• **WRITTEN PROBLEM**: Reproduce the records from the line with "[seg] mountain ridge" to the line with "[[281,48],[183,54],[179,57],[360,60],[360,32],[327,41]]", substituting "remote hill" for "distant hill" and leaving everything else unchanged. Leave the pictures out.

Start of RECORD SET

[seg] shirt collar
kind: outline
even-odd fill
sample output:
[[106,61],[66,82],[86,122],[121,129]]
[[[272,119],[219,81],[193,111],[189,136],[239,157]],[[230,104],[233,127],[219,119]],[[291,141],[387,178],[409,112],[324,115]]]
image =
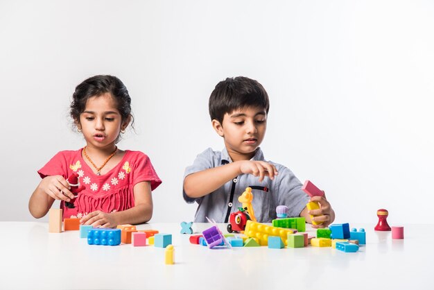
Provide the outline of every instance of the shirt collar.
[[[262,153],[262,150],[261,150],[261,147],[258,147],[256,154],[253,156],[251,160],[264,161],[263,153]],[[232,162],[232,160],[227,153],[227,149],[226,149],[226,147],[223,148],[222,150],[221,164],[225,164],[231,163]]]

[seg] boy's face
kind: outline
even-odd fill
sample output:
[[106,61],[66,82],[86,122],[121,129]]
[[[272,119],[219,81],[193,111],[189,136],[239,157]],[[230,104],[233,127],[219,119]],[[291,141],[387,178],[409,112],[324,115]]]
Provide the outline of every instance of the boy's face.
[[226,113],[223,123],[212,121],[232,161],[248,160],[256,153],[267,129],[267,113],[263,108],[246,107]]

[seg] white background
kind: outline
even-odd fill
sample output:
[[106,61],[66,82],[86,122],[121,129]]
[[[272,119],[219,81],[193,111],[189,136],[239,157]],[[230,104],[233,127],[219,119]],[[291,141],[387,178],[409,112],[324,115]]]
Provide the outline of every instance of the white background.
[[236,76],[269,94],[266,158],[325,190],[336,221],[432,221],[433,28],[431,1],[2,0],[0,220],[33,220],[37,170],[85,145],[75,87],[113,74],[135,117],[119,146],[163,180],[153,222],[193,220],[184,169],[223,148],[208,98]]

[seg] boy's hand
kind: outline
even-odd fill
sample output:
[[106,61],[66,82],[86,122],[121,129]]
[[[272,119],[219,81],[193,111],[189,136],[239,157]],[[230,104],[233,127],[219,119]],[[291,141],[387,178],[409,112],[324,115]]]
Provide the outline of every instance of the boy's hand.
[[313,196],[309,201],[316,201],[320,204],[320,210],[312,210],[308,214],[318,216],[312,217],[312,221],[322,222],[320,225],[312,225],[312,228],[327,228],[335,220],[335,212],[331,208],[330,203],[324,196]]
[[241,161],[240,162],[240,171],[243,173],[259,176],[259,182],[263,180],[266,176],[272,180],[275,179],[275,176],[279,173],[274,165],[265,161]]
[[80,220],[82,225],[92,225],[94,228],[114,228],[117,225],[112,214],[96,210]]
[[69,191],[69,184],[62,176],[46,176],[41,180],[39,187],[46,194],[58,201],[71,201],[75,197]]

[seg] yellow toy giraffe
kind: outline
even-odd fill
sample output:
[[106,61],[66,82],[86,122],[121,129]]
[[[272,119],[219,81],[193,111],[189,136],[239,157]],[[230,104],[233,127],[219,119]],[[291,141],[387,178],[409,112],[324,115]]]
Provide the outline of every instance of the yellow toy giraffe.
[[245,191],[243,192],[243,194],[238,198],[238,201],[243,203],[243,208],[247,210],[250,219],[252,221],[257,221],[257,219],[254,217],[253,207],[252,206],[252,201],[253,201],[253,194],[252,194],[251,187],[247,187]]

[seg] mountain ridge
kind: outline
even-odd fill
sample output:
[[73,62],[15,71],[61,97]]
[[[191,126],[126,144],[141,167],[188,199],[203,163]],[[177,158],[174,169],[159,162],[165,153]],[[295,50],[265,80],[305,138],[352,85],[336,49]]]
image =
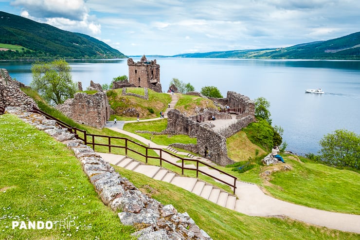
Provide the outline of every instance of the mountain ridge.
[[1,11],[0,35],[0,43],[19,45],[23,49],[22,51],[20,48],[20,51],[0,51],[0,59],[2,60],[126,57],[118,50],[88,35],[62,30]]

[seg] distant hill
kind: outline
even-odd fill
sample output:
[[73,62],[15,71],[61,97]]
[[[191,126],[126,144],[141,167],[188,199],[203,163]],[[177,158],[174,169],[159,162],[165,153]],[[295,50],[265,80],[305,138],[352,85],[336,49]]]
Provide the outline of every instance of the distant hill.
[[0,51],[0,59],[2,60],[126,57],[89,36],[61,30],[1,11],[0,36],[0,49],[2,50]]
[[281,48],[183,54],[179,57],[360,60],[360,32],[327,41]]

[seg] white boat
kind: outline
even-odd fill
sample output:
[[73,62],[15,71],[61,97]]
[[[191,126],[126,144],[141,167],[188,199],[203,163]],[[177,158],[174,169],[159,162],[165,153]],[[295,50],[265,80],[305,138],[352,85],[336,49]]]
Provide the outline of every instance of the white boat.
[[321,88],[318,88],[317,89],[308,89],[307,90],[305,90],[305,92],[307,92],[309,93],[319,93],[319,94],[323,94],[324,93],[323,90],[321,89]]

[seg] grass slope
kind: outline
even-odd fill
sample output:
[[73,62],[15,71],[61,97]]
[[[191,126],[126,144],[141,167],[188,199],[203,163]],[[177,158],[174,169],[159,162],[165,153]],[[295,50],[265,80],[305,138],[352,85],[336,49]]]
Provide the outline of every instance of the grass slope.
[[[126,88],[126,92],[144,95],[144,89],[141,90],[137,88]],[[139,112],[141,118],[159,117],[160,111],[164,111],[167,108],[168,103],[171,101],[170,95],[157,92],[151,89],[148,89],[148,100],[134,96],[123,96],[122,92],[123,89],[114,89],[109,90],[107,93],[109,103],[115,111],[117,120],[135,120],[137,111]],[[131,109],[134,109],[135,111],[127,111]],[[113,120],[114,117],[112,116],[111,120]]]
[[[0,116],[0,239],[133,239],[133,228],[104,205],[62,144],[5,114]],[[72,221],[74,225],[12,229],[13,221]]]
[[214,240],[360,239],[360,235],[288,219],[250,217],[219,206],[182,188],[115,167],[143,192],[187,212]]
[[24,53],[0,52],[0,59],[124,58],[119,51],[84,34],[61,30],[0,11],[0,43],[22,46]]
[[[8,114],[0,116],[0,150],[6,153],[0,155],[0,239],[132,239],[129,234],[134,229],[122,225],[101,203],[78,161],[63,145]],[[144,192],[188,213],[214,240],[359,239],[290,220],[247,216],[169,184],[116,169]],[[76,225],[69,229],[12,229],[12,221],[28,219],[71,220]]]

End of RECORD SET

• **TASK SOLUTION**:
[seg] mountain ridge
kind: outline
even-odd fill
sample output:
[[73,62],[15,71],[61,97]]
[[[191,126],[126,144],[141,167],[188,199],[203,163]],[[177,158],[174,169],[159,162],[165,153]],[[295,50],[265,80],[305,138],[352,85],[336,49]]]
image =
Provide the outline of every instance of the mountain ridge.
[[1,11],[0,35],[0,43],[19,45],[23,49],[22,51],[20,48],[20,51],[0,51],[0,59],[2,60],[126,57],[118,50],[88,35],[62,30]]

[seg] remote hill
kind: outline
even-odd fill
sample output:
[[73,62],[15,71],[61,97]]
[[[191,126],[126,144],[141,167],[188,199],[203,163]],[[177,158],[174,169],[159,162],[165,153]],[[295,50],[265,80],[305,138],[352,85],[336,49]]]
Provide the outline of every instance of the remote hill.
[[0,51],[0,59],[2,60],[126,57],[89,36],[61,30],[1,11],[0,36],[0,49],[2,50]]
[[281,48],[183,54],[179,57],[360,60],[360,32],[327,41]]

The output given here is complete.